(Records of labeled points)

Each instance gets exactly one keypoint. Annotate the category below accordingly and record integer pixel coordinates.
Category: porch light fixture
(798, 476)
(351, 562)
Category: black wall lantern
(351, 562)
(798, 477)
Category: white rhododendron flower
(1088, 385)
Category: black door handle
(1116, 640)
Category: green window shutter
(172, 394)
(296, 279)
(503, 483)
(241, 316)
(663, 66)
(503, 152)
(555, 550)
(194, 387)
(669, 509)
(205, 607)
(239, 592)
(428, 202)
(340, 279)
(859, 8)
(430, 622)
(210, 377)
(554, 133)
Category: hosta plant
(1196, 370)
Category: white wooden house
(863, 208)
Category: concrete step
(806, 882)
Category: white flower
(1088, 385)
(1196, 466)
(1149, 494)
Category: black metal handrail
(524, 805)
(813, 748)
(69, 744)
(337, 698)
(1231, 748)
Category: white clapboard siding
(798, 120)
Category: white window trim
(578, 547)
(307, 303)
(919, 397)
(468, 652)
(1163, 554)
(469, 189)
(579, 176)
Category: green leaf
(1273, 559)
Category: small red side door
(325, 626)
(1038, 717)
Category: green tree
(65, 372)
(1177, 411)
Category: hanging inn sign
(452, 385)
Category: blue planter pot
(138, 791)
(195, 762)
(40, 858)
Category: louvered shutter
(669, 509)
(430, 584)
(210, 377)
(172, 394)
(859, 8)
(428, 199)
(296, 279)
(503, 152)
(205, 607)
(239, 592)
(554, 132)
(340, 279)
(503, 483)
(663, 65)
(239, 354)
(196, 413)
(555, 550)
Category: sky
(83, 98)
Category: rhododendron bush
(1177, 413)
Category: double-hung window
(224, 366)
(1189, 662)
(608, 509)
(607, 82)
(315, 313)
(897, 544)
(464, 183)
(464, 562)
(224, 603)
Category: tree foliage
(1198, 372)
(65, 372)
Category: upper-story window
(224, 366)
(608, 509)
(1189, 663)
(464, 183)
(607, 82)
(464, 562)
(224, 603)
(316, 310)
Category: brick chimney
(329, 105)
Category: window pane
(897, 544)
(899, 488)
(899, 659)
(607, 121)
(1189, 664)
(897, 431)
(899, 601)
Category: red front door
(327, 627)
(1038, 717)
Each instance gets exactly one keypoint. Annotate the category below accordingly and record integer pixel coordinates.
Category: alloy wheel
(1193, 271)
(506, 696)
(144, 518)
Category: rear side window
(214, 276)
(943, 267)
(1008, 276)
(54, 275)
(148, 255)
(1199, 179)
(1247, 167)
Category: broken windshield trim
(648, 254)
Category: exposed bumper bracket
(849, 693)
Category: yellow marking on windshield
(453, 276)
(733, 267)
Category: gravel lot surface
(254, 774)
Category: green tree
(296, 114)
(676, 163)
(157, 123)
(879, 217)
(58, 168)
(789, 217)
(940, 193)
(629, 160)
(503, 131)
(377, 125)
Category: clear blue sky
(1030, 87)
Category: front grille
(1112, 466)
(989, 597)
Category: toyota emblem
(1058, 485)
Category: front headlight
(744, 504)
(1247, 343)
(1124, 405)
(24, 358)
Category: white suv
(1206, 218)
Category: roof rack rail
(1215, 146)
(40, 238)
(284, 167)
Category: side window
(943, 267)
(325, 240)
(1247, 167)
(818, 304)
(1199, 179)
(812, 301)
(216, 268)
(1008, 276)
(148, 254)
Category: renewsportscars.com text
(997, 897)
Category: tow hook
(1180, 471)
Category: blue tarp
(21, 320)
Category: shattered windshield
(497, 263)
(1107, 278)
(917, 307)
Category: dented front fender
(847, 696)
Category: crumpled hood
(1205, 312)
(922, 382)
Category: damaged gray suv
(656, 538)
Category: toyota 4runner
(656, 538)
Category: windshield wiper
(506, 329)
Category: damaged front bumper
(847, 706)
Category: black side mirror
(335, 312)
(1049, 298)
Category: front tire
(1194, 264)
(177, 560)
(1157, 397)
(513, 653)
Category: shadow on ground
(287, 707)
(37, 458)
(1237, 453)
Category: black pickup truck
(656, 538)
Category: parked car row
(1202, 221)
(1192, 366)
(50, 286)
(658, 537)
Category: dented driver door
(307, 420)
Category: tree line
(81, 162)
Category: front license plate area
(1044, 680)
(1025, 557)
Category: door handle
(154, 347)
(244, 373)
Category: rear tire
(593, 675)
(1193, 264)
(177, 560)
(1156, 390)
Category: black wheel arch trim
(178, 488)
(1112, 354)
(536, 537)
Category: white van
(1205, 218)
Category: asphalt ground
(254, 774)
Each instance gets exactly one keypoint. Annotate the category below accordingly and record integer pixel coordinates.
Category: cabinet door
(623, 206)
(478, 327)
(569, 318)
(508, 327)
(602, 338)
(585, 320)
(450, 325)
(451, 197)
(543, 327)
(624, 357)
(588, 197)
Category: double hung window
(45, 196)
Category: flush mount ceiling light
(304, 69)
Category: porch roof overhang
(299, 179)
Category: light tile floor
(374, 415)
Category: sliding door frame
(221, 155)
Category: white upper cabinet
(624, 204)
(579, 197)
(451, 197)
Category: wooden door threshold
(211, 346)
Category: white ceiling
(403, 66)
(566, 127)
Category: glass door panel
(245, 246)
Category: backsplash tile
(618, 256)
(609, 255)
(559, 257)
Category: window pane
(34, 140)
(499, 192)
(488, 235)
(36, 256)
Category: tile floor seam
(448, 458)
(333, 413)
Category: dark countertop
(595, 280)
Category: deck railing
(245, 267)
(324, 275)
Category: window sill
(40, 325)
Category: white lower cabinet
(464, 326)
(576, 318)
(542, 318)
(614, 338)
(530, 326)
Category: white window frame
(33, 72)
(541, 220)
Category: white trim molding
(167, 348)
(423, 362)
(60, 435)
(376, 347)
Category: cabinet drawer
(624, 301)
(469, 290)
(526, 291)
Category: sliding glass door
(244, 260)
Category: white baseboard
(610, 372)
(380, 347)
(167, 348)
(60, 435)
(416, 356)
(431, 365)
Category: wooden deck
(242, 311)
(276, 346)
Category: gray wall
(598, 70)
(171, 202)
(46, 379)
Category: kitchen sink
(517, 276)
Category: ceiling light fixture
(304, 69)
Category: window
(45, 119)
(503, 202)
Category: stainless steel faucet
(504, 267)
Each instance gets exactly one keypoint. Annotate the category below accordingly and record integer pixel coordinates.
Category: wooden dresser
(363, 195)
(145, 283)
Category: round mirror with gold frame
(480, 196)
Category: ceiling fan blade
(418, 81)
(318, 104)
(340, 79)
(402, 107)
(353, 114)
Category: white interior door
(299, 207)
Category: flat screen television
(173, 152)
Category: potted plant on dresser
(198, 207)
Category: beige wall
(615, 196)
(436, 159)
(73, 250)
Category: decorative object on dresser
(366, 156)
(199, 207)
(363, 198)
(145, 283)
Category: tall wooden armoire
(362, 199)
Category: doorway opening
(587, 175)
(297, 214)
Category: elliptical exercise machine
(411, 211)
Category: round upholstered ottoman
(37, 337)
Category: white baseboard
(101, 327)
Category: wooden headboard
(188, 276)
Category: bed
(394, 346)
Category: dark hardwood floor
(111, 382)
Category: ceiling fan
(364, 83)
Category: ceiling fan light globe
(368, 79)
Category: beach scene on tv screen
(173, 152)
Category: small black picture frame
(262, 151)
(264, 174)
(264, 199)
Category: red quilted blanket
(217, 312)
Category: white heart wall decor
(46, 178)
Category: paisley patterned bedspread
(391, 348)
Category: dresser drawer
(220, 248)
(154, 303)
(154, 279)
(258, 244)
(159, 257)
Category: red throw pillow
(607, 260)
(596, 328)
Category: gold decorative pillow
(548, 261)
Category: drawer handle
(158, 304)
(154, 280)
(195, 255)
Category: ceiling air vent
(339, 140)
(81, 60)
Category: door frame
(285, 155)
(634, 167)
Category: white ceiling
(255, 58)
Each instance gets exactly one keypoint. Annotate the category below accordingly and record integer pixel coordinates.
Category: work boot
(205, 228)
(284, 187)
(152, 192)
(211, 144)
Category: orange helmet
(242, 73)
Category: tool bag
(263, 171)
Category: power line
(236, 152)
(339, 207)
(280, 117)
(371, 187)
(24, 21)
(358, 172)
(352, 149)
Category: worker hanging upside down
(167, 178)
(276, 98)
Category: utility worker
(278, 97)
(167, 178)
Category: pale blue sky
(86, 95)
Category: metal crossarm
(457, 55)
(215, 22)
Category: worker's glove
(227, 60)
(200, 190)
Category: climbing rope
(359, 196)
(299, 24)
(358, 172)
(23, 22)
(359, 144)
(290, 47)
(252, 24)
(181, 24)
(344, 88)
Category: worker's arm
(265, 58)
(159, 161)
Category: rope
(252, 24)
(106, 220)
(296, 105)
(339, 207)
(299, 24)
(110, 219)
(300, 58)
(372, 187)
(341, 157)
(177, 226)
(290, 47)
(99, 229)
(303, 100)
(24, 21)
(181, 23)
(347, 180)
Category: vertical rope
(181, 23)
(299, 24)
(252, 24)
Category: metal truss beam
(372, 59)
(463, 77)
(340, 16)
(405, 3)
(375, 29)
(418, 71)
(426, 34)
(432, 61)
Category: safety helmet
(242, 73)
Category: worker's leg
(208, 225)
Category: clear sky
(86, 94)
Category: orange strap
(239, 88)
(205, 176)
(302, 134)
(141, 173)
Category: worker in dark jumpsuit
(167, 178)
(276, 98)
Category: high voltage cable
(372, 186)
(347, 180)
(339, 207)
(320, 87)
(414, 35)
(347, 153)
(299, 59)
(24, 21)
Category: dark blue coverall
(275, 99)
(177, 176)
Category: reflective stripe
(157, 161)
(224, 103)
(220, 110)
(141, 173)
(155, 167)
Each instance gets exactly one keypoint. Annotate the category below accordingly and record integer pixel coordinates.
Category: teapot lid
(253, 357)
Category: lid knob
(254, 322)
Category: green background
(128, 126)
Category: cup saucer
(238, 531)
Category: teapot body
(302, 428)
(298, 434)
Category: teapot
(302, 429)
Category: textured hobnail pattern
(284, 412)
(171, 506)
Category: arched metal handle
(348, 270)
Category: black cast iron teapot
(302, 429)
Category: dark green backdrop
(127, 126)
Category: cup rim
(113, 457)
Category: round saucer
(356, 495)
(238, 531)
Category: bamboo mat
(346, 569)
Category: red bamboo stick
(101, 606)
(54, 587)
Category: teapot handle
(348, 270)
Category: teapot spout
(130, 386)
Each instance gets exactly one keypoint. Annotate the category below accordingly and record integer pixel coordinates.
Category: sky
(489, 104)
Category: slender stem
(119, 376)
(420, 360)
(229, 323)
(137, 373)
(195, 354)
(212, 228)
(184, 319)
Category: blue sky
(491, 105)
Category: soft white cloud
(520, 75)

TASK TO COMPLETE
Rescale everything from the line containing "Category: vertical rope" down to the end of the material, writing all those lines out again with the requests included. Multiply each coordinate in the answers by 0.4 and round to whole numbers, with halves going up.

REPLY TO THE TASK
Category: vertical rope
(72, 9)
(120, 10)
(101, 10)
Category: metal truss beam
(149, 24)
(185, 31)
(136, 6)
(162, 1)
(150, 12)
(167, 28)
(170, 14)
(173, 24)
Category: safety helmet
(97, 29)
Category: worker's leg
(83, 90)
Category: clear sky
(34, 38)
Category: orange strap
(96, 35)
(82, 70)
(121, 54)
(56, 69)
Category: worker in dark jumpsuit
(67, 71)
(110, 39)
Category: high voltage cable
(149, 74)
(139, 72)
(136, 83)
(128, 35)
(166, 14)
(139, 61)
(120, 24)
(10, 8)
Category: dark blue coverall
(110, 40)
(71, 70)
Category: reflective stripe
(63, 64)
(90, 41)
(88, 44)
(56, 69)
(62, 67)
Each instance gets exactly one keypoint. Annotate the category below accordingly and record integer pixel coordinates.
Category: teapot lid
(101, 143)
Category: lid knob
(102, 129)
Category: green background
(51, 50)
Category: cup saucer
(95, 212)
Category: teapot body
(121, 171)
(119, 174)
Category: teapot
(121, 172)
Category: textured hobnail pattern
(114, 165)
(68, 202)
Category: arched metal handle
(139, 108)
Category: black cast iron teapot
(121, 172)
Category: dark green backdrop
(51, 50)
Category: cup rim
(45, 183)
Category: round saucer
(142, 198)
(95, 212)
Category: bamboo mat
(138, 228)
Category: red bamboo stick
(40, 242)
(22, 235)
Category: teapot handle
(139, 108)
Category: teapot spout
(52, 154)
Each instance gets exactly one keypoint. Annotate the category below accordingly and record integer pixel coordinates.
Category: sky
(196, 42)
Category: slender stem
(48, 150)
(168, 144)
(92, 129)
(55, 149)
(78, 142)
(85, 91)
(74, 128)
Category: blue sky
(196, 42)
Category: soft white cloud
(208, 30)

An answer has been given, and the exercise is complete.